▶ **任务提示 1**
请照原文抄录文档节选中从"Simulation Study of Body"开始、一直到"确能更准确地仿真体表心电图。"为止的内容。
▶ **任务提示 2**
根据文档节选回答下列问题,答案按相同字母标注:
(a) 以往的电生理心脏模型大多属于哪一类?
(b) 正常心电图仿真中,基于动态心脏模型的结果在哪些导联的哪些部分比静态模型更符合临床记录?
(c) 前壁轻微缺血时,静态心脏模型的仿真心电图与正常心电图相比有何不同?
▶ **任务提示 3**
把文档节选中以"以往的电生理心脏模型大多是静态的"开头的那一段改写成要点列表,保留主要事实。

▶ **文档节选**

****

基于动态心脏模型的体表心电图仿真研究

Simulation Study of Body Surface ECG Based on a Dynamic Heart Model

以往的电生理心脏模型大多是静态的,而非动态模型。这样在用准静电场理论求解体表电位时,整个心动周期中等效心电偶极子(源点)与体表(场点)之间的距离假设为恒定不变,从而会引入较大的系统误差。因此,为了更准确仿真心电图,有必要采用动态或跳动的心脏模型。基于原来静态心脏模型,构造了一个动态心脏模型,并对体表12导联心电图进行仿真比较研究。在动态心脏模型中考虑了心肌电兴奋引起的心脏机械力学收缩,通过计算心动周期中心室壁的位移,从而将心脏与体表之间的相对距离变化考虑进体表电位计算过程。仿真结果表明,对于正常心电图,基于动态心脏模型的仿真结果比基于静态心脏模型的仿真结果更符合临床记录心电图,特别是V1-V6胸导联的ST段和T波。对于前壁轻微缺血情况,在动态心脏模型的仿真心电图中能明显看出ST段和T波的变化,而在静态心脏模型的仿真心电图中与正常心电图相比看不出什么变化。本研究的仿真研究证实了动态心脏模型的确能更准确地仿真体表心电图。

Most previous electrical heart models were static, not beating ones. When computing body surface ECG based on quasi-static field theory, the distances between equivalent cardiac dipoles （source points） and body surface （field points） were supposed to be constant during the whole cardiac cycle. Large system errors could be introduced because of the significant relative position changes of source-field points during cardiac systole and diastole. Therefore, to improve the ECG simulation accuracy, a beating or dynamic heart model should be considered. In this investigation, a dynamic or beating heart model was constructed based on our previous static electrical heart model, and a comparative simulation study of 12-lead ECG based on dynamic and static heart models was presented. In the dynamic heart model, the eoupling of electrical excitation and mechanical contraction were considered, and the resulted relative position changes between heart wall and body surface during cardiac systole and diastole were employed to calculate body surface ECG afterwards. The results showed that, compared with ECG signals simulated from the static electrical heart model, the ECG signals obtained from the beating heart model was more accordant with clinical recorded ECG, especially for ST segment and T wave of V1-V6 lead ECG. For slight-degree myocardial ischemia, the ST segment and T wave changes were observed from the simulated ECG based on beating heart model, while the ST segment and T wave of simulated ECG based on static heart model was almost unchanged compared with normal ECG. These simulation results suggest that the beating heart model generate more accurate ECG signals.

****

▶ **数据内容**

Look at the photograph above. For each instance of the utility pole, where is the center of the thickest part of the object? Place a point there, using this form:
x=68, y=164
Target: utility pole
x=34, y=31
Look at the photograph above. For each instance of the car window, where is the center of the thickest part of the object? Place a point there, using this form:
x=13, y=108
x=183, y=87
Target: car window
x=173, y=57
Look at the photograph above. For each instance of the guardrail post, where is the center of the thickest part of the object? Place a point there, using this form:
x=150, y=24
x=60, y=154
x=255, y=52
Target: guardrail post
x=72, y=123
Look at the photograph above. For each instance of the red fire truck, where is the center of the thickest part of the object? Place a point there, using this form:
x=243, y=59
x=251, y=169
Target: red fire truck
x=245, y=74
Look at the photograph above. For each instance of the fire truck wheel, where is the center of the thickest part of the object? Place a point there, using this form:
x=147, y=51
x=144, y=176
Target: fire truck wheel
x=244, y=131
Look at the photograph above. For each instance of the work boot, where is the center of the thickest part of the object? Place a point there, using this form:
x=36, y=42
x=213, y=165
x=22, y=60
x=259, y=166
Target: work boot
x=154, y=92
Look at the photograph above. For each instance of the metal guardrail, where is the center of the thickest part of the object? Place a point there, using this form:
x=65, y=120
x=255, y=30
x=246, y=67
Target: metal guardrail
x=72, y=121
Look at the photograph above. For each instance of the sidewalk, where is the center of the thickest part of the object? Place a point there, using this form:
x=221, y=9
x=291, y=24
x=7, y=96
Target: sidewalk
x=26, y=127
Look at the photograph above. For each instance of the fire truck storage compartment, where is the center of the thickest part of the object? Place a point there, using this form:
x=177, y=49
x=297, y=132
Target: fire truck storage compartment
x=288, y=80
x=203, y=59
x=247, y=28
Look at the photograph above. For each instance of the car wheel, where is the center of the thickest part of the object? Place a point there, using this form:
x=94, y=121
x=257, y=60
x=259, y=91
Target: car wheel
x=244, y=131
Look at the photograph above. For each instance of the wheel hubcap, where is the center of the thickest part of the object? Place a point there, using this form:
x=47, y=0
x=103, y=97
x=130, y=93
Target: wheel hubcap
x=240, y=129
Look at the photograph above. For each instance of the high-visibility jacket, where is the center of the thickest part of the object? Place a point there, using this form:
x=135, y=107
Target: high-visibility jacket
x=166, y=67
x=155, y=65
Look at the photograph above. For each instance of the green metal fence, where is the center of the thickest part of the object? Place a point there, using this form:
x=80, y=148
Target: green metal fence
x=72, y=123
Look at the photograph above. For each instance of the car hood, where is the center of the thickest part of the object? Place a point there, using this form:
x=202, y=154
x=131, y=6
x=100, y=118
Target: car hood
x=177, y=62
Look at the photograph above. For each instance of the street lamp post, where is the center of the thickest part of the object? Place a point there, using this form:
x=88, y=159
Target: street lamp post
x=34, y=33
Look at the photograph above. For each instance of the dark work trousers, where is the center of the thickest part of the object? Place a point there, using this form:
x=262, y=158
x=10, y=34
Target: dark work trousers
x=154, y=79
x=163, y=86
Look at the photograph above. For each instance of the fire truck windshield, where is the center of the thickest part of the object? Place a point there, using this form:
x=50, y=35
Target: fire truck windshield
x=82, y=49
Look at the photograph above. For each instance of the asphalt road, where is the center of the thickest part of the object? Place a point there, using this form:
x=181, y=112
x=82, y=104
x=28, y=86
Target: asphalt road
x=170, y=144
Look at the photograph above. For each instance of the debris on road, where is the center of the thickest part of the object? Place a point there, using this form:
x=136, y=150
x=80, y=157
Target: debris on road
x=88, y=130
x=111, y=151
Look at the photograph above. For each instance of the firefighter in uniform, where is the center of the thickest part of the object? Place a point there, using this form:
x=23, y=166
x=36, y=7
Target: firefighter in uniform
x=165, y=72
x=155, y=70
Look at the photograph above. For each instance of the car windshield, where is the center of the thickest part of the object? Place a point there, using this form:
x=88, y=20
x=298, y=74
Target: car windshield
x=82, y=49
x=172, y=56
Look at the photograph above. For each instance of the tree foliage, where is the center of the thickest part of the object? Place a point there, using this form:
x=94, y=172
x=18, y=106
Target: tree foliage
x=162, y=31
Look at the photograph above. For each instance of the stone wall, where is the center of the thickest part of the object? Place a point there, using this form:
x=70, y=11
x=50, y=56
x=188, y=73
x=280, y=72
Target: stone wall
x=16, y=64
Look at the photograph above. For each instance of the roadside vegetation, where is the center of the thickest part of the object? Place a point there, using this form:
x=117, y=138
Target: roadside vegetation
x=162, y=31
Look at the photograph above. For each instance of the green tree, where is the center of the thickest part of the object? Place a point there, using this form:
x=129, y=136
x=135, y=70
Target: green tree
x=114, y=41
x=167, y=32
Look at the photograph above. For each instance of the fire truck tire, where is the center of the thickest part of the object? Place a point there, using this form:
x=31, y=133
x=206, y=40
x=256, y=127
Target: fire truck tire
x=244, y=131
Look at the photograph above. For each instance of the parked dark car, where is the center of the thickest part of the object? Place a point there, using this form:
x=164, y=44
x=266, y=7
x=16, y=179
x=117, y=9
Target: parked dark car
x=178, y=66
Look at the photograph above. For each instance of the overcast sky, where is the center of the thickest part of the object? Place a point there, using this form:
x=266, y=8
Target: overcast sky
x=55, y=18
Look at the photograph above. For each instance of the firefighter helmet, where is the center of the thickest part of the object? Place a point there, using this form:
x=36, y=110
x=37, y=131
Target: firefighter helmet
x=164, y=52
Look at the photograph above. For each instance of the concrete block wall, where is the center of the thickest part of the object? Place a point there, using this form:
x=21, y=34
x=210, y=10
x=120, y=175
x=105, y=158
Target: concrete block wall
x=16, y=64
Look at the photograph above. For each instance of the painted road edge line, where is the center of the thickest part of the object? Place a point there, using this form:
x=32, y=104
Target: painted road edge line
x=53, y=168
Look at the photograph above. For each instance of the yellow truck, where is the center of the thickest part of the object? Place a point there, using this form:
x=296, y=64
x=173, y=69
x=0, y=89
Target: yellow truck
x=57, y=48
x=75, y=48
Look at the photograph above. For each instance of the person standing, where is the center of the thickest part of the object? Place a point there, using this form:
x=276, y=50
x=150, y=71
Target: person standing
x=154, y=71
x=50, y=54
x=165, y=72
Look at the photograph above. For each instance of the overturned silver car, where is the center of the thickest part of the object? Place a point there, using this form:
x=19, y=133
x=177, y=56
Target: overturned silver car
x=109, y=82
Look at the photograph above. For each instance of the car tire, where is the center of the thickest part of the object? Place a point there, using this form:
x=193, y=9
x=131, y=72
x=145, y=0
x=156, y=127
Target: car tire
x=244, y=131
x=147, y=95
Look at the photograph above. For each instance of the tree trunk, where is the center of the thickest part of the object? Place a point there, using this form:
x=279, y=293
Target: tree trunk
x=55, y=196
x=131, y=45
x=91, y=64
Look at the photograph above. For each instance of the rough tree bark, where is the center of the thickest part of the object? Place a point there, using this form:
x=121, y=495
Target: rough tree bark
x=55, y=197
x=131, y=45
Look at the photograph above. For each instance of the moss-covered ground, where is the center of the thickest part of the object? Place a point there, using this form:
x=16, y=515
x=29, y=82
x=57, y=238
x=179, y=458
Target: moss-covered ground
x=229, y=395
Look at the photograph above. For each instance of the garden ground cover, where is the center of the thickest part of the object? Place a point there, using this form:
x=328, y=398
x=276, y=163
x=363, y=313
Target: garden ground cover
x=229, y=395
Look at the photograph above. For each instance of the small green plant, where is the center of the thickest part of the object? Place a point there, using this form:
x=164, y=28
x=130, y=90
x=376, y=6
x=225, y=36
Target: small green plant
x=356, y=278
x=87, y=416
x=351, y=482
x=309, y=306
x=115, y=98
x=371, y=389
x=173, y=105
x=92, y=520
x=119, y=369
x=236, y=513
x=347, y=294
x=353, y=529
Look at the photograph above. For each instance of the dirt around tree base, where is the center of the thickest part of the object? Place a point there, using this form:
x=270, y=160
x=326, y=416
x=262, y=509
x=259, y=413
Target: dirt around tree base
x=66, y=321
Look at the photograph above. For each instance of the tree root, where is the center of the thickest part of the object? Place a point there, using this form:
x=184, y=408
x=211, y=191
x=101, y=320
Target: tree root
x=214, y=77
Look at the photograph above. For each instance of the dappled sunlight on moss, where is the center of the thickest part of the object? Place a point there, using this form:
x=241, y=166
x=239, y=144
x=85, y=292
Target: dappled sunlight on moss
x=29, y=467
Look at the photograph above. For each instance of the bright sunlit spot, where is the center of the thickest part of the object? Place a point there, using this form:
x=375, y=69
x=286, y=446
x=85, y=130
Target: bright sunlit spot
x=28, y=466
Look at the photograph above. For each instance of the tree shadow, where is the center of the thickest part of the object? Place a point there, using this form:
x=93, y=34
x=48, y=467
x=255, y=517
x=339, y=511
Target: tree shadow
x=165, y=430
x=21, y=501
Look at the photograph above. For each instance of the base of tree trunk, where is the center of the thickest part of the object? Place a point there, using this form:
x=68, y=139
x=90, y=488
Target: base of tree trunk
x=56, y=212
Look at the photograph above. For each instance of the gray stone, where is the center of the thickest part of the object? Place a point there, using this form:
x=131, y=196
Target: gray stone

****

▶ **解答 1**
Simulation Study of Body Surface ECG Based on a Dynamic Heart Model

以往的电生理心脏模型大多是静态的,而非动态模型。这样在用准静电场理论求解体表电位时,整个心动周期中等效心电偶极子(源点)与体表(场点)之间的距离假设为恒定不变,从而会引入较大的系统误差。因此,为了更准确仿真心电图,有必要采用动态或跳动的心脏模型。基于原来静态心脏模型,构造了一个动态心脏模型,并对体表12导联心电图进行仿真比较研究。在动态心脏模型中考虑了心肌电兴奋引起的心脏机械力学收缩,通过计算心动周期中心室壁的位移,从而将心脏与体表之间的相对距离变化考虑进体表电位计算过程。仿真结果表明,对于正常心电图,基于动态心脏模型的仿真结果比基于静态心脏模型的仿真结果更符合临床记录心电图,特别是V1-V6胸导联的ST段和T波。对于前壁轻微缺血情况,在动态心脏模型的仿真心电图中能明显看出ST段和T波的变化,而在静态心脏模型的仿真心电图中与正常心电图相比看不出什么变化。本研究的仿真研究证实了动态心脏模型的确能更准确地仿真体表心电图。

▶ **解答 2**
(a) 大多是静态的,而非动态模型。
(b) V1-V6胸导联的ST段和T波。
(c) 看不出什么变化。

▶ **解答 3**
- 以往的电生理心脏模型大多是静态的,用准静电场理论求体表电位时,假设整个心动周期中等效心电偶极子(源点)与体表(场点)的距离恒定,会引入较大系统误差。
- 为更准确地仿真心电图,在原有静态心脏模型基础上构造了动态心脏模型,并对体表12导联心电图进行仿真比较。
- 动态模型考虑了心肌电兴奋引起的机械收缩,通过计算心动周期中心室壁的位移,把心脏与体表相对距离的变化纳入体表电位计算。
- 正常心电图:动态模型的仿真结果比静态模型更符合临床记录,特别是V1-V6胸导联的ST段和T波。
- 前壁轻微缺血:动态模型的仿真心电图能明显看出ST段和T波的变化,静态模型的仿真心电图与正常心电图相比看不出什么变化。
- 结论:动态心脏模型确实能更准确地仿真体表心电图。